• Entries shown:
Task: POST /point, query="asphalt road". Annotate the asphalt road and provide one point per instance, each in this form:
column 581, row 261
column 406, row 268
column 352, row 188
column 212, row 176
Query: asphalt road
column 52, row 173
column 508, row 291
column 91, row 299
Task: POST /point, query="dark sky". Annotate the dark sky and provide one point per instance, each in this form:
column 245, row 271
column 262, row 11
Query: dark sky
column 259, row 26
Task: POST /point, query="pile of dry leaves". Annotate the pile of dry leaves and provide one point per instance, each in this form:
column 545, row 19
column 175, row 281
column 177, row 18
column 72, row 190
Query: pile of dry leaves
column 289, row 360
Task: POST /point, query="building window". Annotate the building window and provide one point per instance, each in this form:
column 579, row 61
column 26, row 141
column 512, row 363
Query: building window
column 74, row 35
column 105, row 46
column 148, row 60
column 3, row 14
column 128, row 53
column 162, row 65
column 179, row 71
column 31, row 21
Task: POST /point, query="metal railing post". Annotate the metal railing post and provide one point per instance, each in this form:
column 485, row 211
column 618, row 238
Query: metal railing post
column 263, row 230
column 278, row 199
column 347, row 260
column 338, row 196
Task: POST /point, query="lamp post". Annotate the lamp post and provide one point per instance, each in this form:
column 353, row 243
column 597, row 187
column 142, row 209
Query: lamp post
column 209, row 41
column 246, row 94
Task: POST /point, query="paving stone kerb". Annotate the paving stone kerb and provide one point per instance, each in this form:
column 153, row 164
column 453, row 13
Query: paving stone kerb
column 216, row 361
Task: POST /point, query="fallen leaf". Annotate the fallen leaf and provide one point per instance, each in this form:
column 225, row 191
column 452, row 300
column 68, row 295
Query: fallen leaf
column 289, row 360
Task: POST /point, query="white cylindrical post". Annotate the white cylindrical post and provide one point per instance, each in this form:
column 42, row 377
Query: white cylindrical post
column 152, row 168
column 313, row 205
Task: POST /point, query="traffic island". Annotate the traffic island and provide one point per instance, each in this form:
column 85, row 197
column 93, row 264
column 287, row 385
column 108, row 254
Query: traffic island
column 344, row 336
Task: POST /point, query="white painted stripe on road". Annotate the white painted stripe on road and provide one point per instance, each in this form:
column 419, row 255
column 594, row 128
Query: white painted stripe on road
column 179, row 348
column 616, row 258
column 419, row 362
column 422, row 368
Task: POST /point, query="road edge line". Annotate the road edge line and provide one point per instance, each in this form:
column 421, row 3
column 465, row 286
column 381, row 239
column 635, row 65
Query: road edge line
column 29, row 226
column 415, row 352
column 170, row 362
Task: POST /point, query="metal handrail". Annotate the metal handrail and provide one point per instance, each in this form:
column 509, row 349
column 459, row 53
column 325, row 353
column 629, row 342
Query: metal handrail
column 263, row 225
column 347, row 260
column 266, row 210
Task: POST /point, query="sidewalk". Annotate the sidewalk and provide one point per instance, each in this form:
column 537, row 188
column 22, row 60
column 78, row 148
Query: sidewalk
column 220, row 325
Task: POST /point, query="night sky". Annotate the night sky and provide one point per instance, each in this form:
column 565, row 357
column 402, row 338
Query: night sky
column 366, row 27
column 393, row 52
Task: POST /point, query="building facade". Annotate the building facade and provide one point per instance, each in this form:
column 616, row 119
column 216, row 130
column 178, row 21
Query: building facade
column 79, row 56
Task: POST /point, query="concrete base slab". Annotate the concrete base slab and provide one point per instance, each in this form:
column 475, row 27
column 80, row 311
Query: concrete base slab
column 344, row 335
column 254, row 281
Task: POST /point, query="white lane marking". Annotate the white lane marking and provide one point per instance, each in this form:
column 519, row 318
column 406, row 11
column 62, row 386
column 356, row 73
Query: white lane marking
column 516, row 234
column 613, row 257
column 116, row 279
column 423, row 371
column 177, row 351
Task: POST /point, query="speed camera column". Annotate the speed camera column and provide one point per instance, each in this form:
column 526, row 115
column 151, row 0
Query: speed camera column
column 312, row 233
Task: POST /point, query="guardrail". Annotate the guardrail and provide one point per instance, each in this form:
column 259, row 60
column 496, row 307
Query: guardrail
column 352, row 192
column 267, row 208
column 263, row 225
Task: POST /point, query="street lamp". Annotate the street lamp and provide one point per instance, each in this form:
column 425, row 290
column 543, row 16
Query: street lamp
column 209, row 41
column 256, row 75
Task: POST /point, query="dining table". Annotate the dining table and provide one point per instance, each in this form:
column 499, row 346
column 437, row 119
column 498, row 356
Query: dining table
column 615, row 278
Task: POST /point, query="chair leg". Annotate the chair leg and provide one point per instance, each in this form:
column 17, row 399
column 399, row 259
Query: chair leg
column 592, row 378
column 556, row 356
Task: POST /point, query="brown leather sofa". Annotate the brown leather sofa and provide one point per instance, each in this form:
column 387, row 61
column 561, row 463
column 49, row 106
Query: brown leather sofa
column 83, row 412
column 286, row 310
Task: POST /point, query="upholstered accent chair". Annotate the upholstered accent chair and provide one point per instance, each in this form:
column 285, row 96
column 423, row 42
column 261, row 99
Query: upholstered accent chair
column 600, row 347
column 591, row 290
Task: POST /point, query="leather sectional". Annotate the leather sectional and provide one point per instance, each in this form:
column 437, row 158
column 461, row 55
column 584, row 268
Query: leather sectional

• What the exercise asks: From the material above, copy every line where the word "sectional" is found.

• Solution to the exercise:
Task: POST /point, query="leather sectional". Annotate the leather sectional and provide one point per instance, each in this form:
Query: leather sectional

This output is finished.